Exercise details
Copy out, character for character, the lines running from the start of the items through the line that contains "[[[42,166],[0,166],[0,168],[44,168],[44,167]]]", with that final line included.

Dataset entries
● ● ● ● ● ● ●
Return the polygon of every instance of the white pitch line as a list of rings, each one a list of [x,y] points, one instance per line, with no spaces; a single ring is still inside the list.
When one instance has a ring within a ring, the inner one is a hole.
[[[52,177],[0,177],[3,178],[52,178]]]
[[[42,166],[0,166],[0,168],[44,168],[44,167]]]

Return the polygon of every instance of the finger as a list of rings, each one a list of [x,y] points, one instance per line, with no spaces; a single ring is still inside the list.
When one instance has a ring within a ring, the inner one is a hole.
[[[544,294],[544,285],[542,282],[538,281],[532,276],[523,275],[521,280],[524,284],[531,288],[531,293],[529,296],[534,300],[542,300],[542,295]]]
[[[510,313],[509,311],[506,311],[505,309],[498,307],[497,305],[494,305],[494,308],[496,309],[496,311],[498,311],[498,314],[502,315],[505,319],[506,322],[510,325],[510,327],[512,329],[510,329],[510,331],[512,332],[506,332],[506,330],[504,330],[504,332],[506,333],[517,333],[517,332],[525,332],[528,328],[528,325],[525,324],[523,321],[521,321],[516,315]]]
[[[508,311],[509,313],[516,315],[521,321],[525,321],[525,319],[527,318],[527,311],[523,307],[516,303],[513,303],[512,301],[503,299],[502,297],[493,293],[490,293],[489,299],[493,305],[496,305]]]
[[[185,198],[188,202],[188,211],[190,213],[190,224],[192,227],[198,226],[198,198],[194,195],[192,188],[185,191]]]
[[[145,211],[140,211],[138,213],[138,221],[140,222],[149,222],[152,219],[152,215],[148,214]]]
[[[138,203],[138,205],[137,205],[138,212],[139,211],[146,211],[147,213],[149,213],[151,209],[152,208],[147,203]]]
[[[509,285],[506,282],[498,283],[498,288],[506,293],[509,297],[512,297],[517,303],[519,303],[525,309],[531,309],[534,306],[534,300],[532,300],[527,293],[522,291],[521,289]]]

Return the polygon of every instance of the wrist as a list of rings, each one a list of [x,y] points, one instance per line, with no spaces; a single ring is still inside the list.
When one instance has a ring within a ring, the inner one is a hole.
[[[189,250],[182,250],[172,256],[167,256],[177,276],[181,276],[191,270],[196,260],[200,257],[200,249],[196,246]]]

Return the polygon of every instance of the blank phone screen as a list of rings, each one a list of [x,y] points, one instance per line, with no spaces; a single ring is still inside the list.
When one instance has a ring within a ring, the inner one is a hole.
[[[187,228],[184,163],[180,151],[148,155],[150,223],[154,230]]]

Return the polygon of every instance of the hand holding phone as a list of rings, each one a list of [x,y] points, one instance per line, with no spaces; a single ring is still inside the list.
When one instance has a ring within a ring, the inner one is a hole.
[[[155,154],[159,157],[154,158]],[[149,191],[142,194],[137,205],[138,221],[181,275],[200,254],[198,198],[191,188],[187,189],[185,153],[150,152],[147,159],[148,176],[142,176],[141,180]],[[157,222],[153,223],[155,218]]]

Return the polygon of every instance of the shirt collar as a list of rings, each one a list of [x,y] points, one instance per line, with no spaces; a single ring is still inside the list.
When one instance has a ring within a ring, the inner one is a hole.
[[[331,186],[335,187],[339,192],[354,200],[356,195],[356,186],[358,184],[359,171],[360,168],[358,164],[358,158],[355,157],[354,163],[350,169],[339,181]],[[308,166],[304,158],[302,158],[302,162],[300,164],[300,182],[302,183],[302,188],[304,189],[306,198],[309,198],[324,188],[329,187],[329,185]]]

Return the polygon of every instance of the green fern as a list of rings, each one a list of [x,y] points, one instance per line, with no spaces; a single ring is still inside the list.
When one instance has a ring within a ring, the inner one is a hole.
● ● ● ● ● ● ●
Correct result
Return the polygon of every instance of the white pitch line as a list of rings, each one a list of [x,y] points, one instance per line, with no spaces; a single ring is still inside the list.
When one instance has a ring within a ring, the inner one is a hole.
[[[52,177],[0,177],[3,178],[52,178]]]
[[[42,166],[0,166],[0,168],[44,168],[44,167]]]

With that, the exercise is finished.